##### SELECTION

A majority of Massachusetts educators, parents and administrators oppose policies that would increase the number of guns in schools, including proposals to arm teachers, according to findings U.S. Sen. Elizabeth Warren and U.S. Rep. Katherine Clark released Wednesday.
The Massachusetts Democrats, in a letter to Education Secretary Betsy DeVos, touted the results of their “Keeping Schools Safe” report, which found most respondents believe the federal government should pursue policies that reduce access to firearms in schools, strengthen existing gun laws and increase support for mental health services.
They called on DeVos, who heads President Donald Trump’sCommission on School Safety, to share the report with the full panel and to consider its findings when developing policy proposals.
Arguing that “the epidemic of gun violence in America cannot continue,” Warren offered that Massachusetts — which has a low rate of gun deaths — “can serve as a model for the federal government to develop policies that will keep our students and communities safe.”
“I urge Secretary DeVos and the commission to take these recommendations from our constituents seriously and act now to curb gun violence,” she said in a statement.

##########

→ TO BE DONE:
**a.** In the article on guns in Massachusetts schools, what is the name of the report Warren and Clark released?
**b.** Rewrite the article on guns in Massachusetts schools between "A majority of" and "developing policy proposals.", inclusive, putting "survey" in place of "report".
**c.** Carry on the article about guns in Massachusetts schools from its final sentence.
The rows that follow are separate material and have no connection to the article.

##### DATA SECTION

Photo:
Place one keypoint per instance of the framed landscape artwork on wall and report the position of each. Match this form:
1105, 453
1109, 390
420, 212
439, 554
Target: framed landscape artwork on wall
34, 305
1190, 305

##########

→ OUTPUTS FOR THE TASKS:
**a.** "Keeping Schools Safe"

**b.**
A majority of Massachusetts educators, parents and administrators oppose policies that would increase the number of guns in schools, including proposals to arm teachers, according to findings U.S. Sen. Elizabeth Warren and U.S. Rep. Katherine Clark released Wednesday.
The Massachusetts Democrats, in a letter to Education Secretary Betsy DeVos, touted the results of their “Keeping Schools Safe” survey, which found most respondents believe the federal government should pursue policies that reduce access to firearms in schools, strengthen existing gun laws and increase support for mental health services.
They called on DeVos, who heads President Donald Trump’sCommission on School Safety, to share the survey with the full panel and to consider its findings when developing policy proposals.

**c.**
Clark added that the commission “should make these recommendations a centerpiece of efforts to protect students and our communities.”
The report, which surveyed nearly 400 Massachusetts teachers, school administrators, parents and others, found that more than two-thirds of respondents oppose policies that would increase the number of guns in K-12 schools, particularly those in which guns would be carried by untrained professionals.
About 9 in 10 stakeholders further expressed concerns that Trump’s suggestion of arming teachers would not reduce rates of gun violence in schools — a policy American Federation of Teachers Massachusetts President Tom Gosnell has called “ill-informed and threatening.”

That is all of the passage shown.